§ **WORK TO COMPLETE**
A: Echo the blog post word for word, everything from "Today my book" down to "time was worse.".
B: According to the blog post, who hosts The Friday 56?

── PAGE EXCERPT

My Friday Post: Deadland by William Shaw

Every Friday Book Beginnings on Friday is hosted by Gillion at Rose City Reader where you can share the first sentence (or so) of the book you are reading. You can also share from a book you want to highlight just because it caught your fancy.

Today my book beginning is from Deadland by William Shaw, one of the latest books I’ve bought.

The first time they tried stealing a phone, it went arse-tit. The second time was worse.

Also every Friday there is The Friday 56, hosted by Freda at Freda’s Voice. *Grab a book, any book. *Turn to Page 56 or 56% on your  ereader . If you have to improvise, that is okay. *Find a snippet, short and sweet, but no spoilers!

These are the rules:

  1. Grab a book, any book.
  2. Turn to page 56, or 56% on your eReader. If you have to improvise, that is okay.
  3. Find any sentence (or a few, just don’t spoil it) that grabs you.
  4. Post it.
  5. Add the URL to your post in the link on Freda’s most recent Friday 56 post.
  1. Grab a book, any book.
  2. Turn to page 56, or 56% on your eReader. If you have to improvise, that is okay.
  3. Find any sentence (or a few, just don’t spoil it) that grabs you.
  4. Post it.
  5. Add the URL to your post in the link on Freda’s most recent Friday 56 post.

────
── ENTRIES SHOWN

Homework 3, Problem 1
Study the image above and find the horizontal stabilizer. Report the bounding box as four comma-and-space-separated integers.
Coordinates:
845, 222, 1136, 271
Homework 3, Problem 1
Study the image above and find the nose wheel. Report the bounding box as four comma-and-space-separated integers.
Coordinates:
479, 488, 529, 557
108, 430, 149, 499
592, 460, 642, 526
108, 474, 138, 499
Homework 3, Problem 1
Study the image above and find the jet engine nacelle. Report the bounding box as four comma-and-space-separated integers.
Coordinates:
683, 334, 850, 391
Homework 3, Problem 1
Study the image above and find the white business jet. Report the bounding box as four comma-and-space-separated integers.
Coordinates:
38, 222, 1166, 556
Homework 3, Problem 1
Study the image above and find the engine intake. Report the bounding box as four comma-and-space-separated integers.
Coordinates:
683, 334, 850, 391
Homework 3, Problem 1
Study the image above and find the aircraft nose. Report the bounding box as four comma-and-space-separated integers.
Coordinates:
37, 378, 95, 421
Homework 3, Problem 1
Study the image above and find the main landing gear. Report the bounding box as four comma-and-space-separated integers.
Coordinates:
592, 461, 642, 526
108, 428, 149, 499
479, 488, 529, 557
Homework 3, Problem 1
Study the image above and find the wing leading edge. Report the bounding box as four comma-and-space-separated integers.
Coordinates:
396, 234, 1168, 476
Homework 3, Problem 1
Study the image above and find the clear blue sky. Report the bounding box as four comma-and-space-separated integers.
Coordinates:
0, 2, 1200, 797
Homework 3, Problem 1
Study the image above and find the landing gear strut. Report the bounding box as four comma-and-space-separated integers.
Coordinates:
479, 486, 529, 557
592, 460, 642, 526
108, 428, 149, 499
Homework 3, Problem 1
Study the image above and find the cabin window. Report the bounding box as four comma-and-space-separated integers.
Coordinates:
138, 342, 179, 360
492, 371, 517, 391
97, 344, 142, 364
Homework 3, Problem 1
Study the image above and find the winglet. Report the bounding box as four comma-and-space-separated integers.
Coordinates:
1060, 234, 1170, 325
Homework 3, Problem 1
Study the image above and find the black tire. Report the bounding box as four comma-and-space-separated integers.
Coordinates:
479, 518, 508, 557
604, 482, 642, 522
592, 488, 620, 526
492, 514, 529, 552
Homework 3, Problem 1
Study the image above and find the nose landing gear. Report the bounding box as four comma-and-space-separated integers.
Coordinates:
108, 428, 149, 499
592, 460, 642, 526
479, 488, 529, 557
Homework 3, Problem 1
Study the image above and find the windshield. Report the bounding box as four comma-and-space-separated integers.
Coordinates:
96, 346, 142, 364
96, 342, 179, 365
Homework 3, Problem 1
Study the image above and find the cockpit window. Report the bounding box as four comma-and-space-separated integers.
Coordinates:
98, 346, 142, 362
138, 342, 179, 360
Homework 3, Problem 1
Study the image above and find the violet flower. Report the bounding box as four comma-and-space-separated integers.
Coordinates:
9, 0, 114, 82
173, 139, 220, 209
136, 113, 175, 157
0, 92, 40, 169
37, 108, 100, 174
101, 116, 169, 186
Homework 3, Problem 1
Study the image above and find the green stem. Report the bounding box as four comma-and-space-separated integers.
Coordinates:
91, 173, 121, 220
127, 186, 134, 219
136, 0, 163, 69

────

§ **ANSWERS TO THE EXERCISE**
A:
Today my book beginning is from Deadland by William Shaw, one of the latest books I’ve bought.

The first time they tried stealing a phone, it went arse-tit. The second time was worse.

B: Freda at Freda's Voice.